**EXERCISE INSTRUCTIONS:**
Reproduce the material starting at the line containing "Exercise. Mark the hangar" and ending at the end of the material, requests included. Shift every point coordinate in the answers by adding 114 to it, and leave all other lines unchanged.

(Named object pointing entries)
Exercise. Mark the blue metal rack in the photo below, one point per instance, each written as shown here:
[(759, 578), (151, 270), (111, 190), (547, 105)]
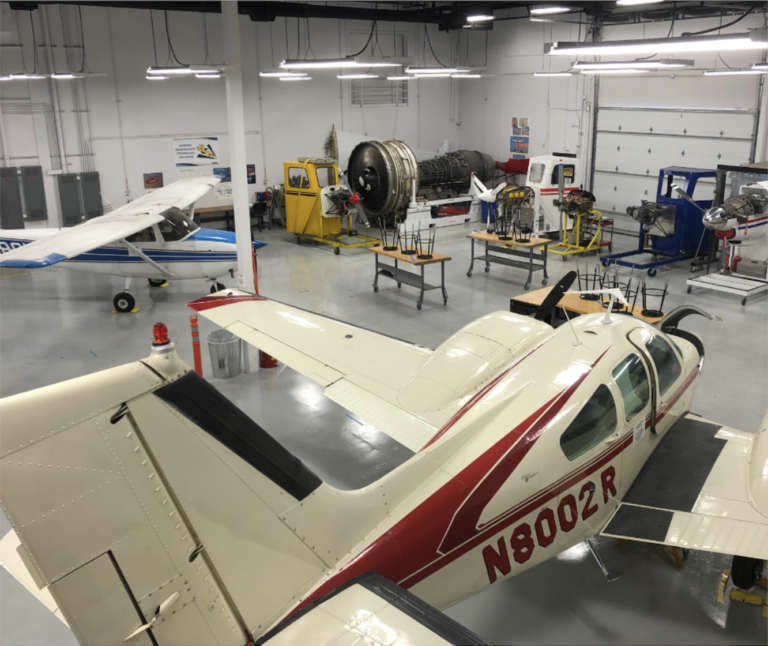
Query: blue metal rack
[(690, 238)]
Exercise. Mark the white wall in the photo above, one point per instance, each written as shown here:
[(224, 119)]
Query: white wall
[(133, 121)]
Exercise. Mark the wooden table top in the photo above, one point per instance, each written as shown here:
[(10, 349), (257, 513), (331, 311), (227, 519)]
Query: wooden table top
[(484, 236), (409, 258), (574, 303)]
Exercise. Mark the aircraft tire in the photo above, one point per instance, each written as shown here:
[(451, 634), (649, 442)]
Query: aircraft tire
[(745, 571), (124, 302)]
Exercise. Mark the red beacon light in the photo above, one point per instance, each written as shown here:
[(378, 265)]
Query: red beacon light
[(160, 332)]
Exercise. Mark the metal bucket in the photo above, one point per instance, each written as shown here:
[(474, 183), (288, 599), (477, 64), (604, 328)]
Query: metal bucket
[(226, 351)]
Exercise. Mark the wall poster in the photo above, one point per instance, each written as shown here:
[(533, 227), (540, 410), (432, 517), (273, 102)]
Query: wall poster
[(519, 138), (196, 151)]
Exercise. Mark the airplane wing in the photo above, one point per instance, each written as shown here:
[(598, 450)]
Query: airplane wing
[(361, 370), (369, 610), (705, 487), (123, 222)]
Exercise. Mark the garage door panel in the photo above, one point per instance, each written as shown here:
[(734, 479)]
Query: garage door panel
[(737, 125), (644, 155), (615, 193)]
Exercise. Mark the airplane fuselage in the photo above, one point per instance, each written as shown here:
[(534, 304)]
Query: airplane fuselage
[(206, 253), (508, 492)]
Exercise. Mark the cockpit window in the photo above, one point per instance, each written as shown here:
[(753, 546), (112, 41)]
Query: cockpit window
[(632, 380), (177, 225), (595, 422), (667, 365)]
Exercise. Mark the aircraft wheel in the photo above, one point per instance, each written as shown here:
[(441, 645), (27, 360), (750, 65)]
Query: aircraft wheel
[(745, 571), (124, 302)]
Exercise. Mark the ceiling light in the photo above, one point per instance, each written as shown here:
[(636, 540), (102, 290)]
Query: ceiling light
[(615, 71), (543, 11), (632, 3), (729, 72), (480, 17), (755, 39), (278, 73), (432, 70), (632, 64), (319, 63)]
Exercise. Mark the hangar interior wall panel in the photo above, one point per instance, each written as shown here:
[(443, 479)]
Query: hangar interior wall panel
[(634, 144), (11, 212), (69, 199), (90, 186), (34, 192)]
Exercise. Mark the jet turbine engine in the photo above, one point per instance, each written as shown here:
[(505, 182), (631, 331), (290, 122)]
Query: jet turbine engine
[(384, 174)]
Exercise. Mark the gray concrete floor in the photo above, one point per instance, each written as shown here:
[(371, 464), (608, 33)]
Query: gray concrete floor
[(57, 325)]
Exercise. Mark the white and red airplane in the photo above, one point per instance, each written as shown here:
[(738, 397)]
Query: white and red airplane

**CORRECT RESULT:**
Exercise. Mark the hangar interior wall panel in the photo above, one point per instance, each written as shown here:
[(443, 479)]
Query: hangar interior wall panel
[(748, 258), (125, 326), (183, 313), (204, 300), (148, 306)]
Exercise. Mark the jet turbine engine in the photo above, one point per instance, each written as shown here:
[(505, 182), (631, 331), (290, 122)]
Query: jet turbine engine
[(498, 288)]
Exercise. Mark the gray concrete floor in the photo above, one point per instance, each written as shown here:
[(371, 464), (608, 33)]
Query: gray concrete floor
[(171, 439)]
Exercise. Mark the white and red airplane in the photo above, one point per instance, each written as shown here:
[(738, 397)]
Query: white and red airplane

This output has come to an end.